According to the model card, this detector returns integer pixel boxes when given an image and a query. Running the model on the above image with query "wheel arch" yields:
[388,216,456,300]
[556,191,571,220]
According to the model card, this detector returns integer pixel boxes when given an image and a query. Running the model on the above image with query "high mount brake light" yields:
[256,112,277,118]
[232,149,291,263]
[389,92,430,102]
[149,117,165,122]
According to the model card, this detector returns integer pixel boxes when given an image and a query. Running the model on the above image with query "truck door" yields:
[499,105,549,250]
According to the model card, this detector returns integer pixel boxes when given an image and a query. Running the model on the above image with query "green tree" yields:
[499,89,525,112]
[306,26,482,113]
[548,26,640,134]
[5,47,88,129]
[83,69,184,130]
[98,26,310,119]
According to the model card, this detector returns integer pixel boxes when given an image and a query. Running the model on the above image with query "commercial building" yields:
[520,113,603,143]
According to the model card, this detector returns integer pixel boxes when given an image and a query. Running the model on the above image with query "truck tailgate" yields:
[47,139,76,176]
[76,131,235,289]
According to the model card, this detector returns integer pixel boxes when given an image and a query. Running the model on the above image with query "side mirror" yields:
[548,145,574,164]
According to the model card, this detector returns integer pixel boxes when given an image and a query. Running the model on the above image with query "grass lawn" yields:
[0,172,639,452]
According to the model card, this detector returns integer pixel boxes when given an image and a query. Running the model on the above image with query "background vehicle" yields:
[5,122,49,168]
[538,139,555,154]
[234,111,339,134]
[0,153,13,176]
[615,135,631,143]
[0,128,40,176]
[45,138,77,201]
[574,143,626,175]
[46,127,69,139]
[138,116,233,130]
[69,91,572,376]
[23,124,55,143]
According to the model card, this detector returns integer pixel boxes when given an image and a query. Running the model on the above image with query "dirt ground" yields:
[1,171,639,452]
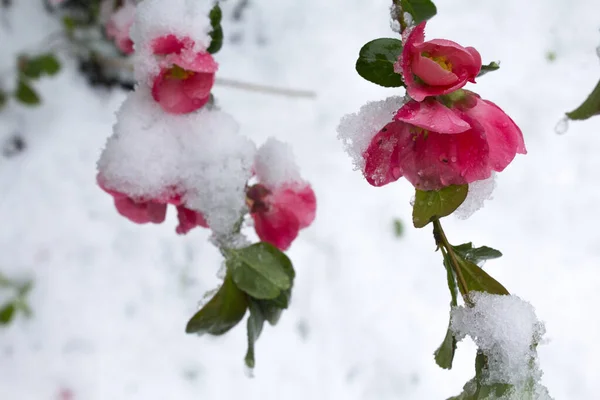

━━━━━━

- [Work instructions]
Your answer must be the full listing, reproduced word for word, without its pictures.

- [Completed exercise]
According to the model card, this detector returns integer pixel boxes when given an image and a query. Running the model on the above image with query "wheel arch" yields:
[388,216,456,300]
[556,191,571,220]
According to the model card, this detector returns integer pixel boxes when given an image and a query. Running the model on the above image with query "high mount brake light" yields:
[256,112,277,118]
[232,149,291,263]
[389,92,430,102]
[149,117,165,122]
According to the model card, this detector returns integer pixel boxes when given an image and a query. Running the model on the above image with query "truck door" yields:
[499,105,549,250]
According to the model card, this detector returns integer pixel boxes when given an image and a query. Running the model on the above image with query "green tree" yields:
[499,89,525,112]
[306,26,482,113]
[548,26,640,134]
[5,47,88,129]
[83,69,184,130]
[98,26,310,119]
According to the model card, this detector returns integer pixel boxes when given an image and a query. Running the model on the above image with query "commercial building" yields:
[520,113,603,143]
According to the model card, this detector returns integer pixel boxes when given an image and a query. Running the model on the above image with query "truck tailgate" yields:
[47,139,76,176]
[76,131,235,289]
According to the model card, this detector returns integer pixel boxes when given an image and a query. Running the model on the above image with query "side mirror" yields:
[548,145,574,164]
According to the model card, this detector returns integer pixel boxes when given an image and a query. Running the model on the above image with query "grass lawn" yields:
[0,172,639,452]
According to the model card, this detector returns integer pixel boxes when given an image and a query. Running the model on the above image with query "background vehicle" yields:
[5,122,49,168]
[538,139,555,154]
[234,111,339,134]
[0,153,13,176]
[615,135,631,143]
[0,128,40,176]
[45,138,77,201]
[574,143,626,175]
[46,127,69,139]
[138,116,233,130]
[69,91,572,376]
[23,124,55,143]
According to the model card, this detector returns integer pixel boxes when given an image and a query. Running the model on the above image with query "dirt ground" yields:
[1,171,639,452]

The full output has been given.